--- Supplied records ---

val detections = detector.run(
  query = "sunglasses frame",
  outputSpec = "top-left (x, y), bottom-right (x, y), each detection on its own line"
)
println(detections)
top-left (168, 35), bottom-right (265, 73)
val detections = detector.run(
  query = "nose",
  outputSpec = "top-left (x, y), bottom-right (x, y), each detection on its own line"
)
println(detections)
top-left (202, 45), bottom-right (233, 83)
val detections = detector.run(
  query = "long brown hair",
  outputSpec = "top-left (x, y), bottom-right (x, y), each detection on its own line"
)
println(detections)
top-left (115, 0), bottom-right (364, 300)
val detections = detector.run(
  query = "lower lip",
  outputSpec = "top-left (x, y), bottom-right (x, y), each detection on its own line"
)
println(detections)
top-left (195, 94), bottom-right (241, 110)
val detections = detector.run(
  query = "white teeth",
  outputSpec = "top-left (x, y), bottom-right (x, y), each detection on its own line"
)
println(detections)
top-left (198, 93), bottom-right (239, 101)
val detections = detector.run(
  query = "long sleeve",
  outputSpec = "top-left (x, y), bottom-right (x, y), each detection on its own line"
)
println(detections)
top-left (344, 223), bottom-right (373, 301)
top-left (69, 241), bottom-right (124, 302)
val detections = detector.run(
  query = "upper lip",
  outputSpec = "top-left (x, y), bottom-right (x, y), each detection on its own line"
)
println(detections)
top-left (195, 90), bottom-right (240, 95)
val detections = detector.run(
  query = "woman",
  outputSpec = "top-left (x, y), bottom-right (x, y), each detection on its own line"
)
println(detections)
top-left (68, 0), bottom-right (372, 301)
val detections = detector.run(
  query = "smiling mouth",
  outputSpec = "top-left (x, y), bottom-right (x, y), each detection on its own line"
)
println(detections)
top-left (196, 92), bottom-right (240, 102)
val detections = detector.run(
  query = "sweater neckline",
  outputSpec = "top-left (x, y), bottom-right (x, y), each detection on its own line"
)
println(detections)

---

Assignment
All of the material is to be copied word for word.

Response
val detections = detector.run(
  query = "sunglasses frame",
  outputSpec = "top-left (x, y), bottom-right (x, y), each detection on its own line"
)
println(detections)
top-left (168, 35), bottom-right (265, 73)
val detections = detector.run(
  query = "nose",
  outputSpec = "top-left (x, y), bottom-right (x, y), each detection on its own line"
)
println(detections)
top-left (202, 45), bottom-right (233, 83)
val detections = detector.run(
  query = "long brown hair",
  outputSpec = "top-left (x, y), bottom-right (x, y), each detection on its own line"
)
println(detections)
top-left (115, 0), bottom-right (364, 300)
val detections = detector.run(
  query = "lower lip",
  outputSpec = "top-left (x, y), bottom-right (x, y), each detection on its own line"
)
println(detections)
top-left (195, 94), bottom-right (241, 110)
val detections = detector.run(
  query = "white teeth",
  outputSpec = "top-left (x, y), bottom-right (x, y), each detection on its own line"
)
println(detections)
top-left (198, 93), bottom-right (239, 101)
val detections = detector.run(
  query = "long sleeve",
  outputSpec = "top-left (x, y), bottom-right (x, y), each detection on its own line"
)
println(detections)
top-left (344, 223), bottom-right (373, 301)
top-left (69, 241), bottom-right (124, 302)
val detections = detector.run(
  query = "upper lip",
  outputSpec = "top-left (x, y), bottom-right (x, y), each detection on its own line"
)
println(detections)
top-left (195, 90), bottom-right (240, 95)
val detections = detector.run(
  query = "woman",
  outputSpec = "top-left (x, y), bottom-right (x, y), each detection on its own line"
)
println(detections)
top-left (68, 0), bottom-right (372, 301)
val detections = detector.run(
  query = "smiling mouth",
  outputSpec = "top-left (x, y), bottom-right (x, y), each detection on its own line"
)
println(detections)
top-left (196, 92), bottom-right (240, 102)
val detections = detector.run(
  query = "sweater neckline",
  outputSpec = "top-left (x, y), bottom-right (x, y), each detection on its own line"
)
println(detections)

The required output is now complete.